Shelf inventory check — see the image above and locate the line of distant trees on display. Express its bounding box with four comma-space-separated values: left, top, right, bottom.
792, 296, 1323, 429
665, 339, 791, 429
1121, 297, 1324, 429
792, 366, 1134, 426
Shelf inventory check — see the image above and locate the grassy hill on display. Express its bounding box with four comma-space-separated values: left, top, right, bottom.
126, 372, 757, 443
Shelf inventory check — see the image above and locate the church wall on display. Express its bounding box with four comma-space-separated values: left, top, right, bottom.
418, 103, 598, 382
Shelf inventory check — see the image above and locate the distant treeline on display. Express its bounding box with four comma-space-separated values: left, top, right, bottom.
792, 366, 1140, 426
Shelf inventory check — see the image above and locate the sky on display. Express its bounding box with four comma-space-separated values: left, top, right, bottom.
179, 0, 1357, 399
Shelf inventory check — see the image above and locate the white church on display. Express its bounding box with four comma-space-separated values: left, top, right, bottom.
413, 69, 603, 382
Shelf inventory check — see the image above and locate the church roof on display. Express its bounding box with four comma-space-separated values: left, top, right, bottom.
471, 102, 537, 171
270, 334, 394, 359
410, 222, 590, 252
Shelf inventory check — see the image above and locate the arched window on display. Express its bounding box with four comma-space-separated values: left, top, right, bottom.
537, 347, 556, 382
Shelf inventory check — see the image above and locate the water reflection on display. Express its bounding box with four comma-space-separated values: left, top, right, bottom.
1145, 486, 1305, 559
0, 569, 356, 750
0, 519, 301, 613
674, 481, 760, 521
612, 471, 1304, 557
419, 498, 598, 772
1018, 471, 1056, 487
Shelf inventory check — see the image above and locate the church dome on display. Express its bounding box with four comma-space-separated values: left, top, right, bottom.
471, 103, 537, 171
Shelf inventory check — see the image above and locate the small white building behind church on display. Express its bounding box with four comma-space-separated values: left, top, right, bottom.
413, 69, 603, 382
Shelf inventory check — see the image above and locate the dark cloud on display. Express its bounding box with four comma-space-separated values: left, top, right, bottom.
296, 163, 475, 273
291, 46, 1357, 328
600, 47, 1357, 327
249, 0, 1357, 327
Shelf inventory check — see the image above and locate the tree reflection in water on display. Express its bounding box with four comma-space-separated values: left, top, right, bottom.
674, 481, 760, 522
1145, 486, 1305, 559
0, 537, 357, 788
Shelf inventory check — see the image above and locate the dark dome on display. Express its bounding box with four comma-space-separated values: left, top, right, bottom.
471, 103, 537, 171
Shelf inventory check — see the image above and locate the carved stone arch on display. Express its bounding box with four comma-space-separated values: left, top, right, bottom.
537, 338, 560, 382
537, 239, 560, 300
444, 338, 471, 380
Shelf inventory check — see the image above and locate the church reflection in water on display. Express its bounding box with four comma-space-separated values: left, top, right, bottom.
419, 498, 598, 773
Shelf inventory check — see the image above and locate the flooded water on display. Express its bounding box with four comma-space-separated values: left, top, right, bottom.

══════════════════════════════

**Exercise requirements**.
Please revise the records above, changing each "Shelf inventory check" to "Landscape labeling check" and leaving everything else as it stands.

**Answer to the problem**.
Landscape labeling check — see the image above and locate the line of distant trees on display. Express its bounding box with four comma-space-separated values: left, top, right, bottom.
792, 296, 1323, 429
665, 339, 791, 429
1121, 297, 1324, 429
792, 366, 1134, 426
Landscape labeling check — see the image above and locate the grassy hill on display. Express its bounding box with four comma-space-separated values: left, top, right, bottom.
126, 372, 757, 443
Landscape labeling check — see the image above and locate the church wall on display. Express its bounding box with four comma-space-separated values: left, top, right, bottom.
418, 103, 598, 382
Landscape labeling check — see the image above and locate the distant treeline on display. Express its bounding box with four comma-space-separated values: left, top, right, bottom.
792, 366, 1140, 426
Landscape labeling check — see the image above and locate the sky on display. Express its bounding box with four comma-space-separated values: left, top, right, bottom.
179, 0, 1357, 399
Landscape labeling check — see the image above and locate the white church on display. Express its bounding box with four comma-space-separated values: left, top, right, bottom.
413, 69, 603, 382
Landscape labeling check — see the image above and locate the church roof on display. Express its bounding box with four comma-space-separated values: left, top, right, bottom.
471, 102, 537, 171
270, 334, 394, 359
410, 222, 590, 252
Landscape labeling check — see the image above and locate the arched window on display. Express its bounding box with four comma-space-separated values: left, top, right, bottom.
537, 347, 556, 382
Landscape labeling check — see the image above and locate the water reflection on display. Express its bounding box with four comma-space-separated values: left, top, right, bottom.
1145, 486, 1305, 559
0, 569, 356, 750
0, 519, 301, 613
674, 481, 760, 521
612, 471, 1304, 557
419, 498, 598, 772
1018, 471, 1056, 487
Landscape labeling check — see the image above and locate the church dome on display. Express its bounding box with four comma-space-separated values: left, top, right, bottom.
471, 103, 537, 171
Landscape labeling check — see the image above and locate the small white building behind church on display. Express its bounding box with four comma-space-separated values: left, top, right, bottom.
413, 69, 603, 382
Landscape labeling check — see the image above and locate the dark cloud on display. Express its bounding box with four comma-space-separated values: left, top, right, bottom.
296, 163, 475, 273
291, 46, 1357, 328
600, 47, 1357, 327
249, 0, 1357, 327
Landscape labeling check — see the image above and locate the tree reflection in water on display. Express its bounding box with four comma-space-separated values: left, top, right, bottom.
674, 481, 760, 522
1145, 486, 1305, 559
0, 537, 357, 788
Landscape labeling check — see the image above and locate the dark dome on display. Express its bounding box with four comma-space-separated values: left, top, right, bottom.
471, 103, 537, 171
Landscape labeling check — see the image above and locate the carved stone arch on display. Express its bounding box with four comma-space-separated values: left, top, right, bottom.
537, 338, 560, 382
537, 239, 560, 300
444, 338, 471, 380
Landscape labeling check — see the image above and locate the church reflection in water on display. Express its bounding box with four comma-space-separated values: left, top, right, bottom.
419, 498, 598, 773
Landscape labeling check — see the image above and locate the flooded water on display. Express its bounding box with four comma-space-separated values: left, top, right, bottom.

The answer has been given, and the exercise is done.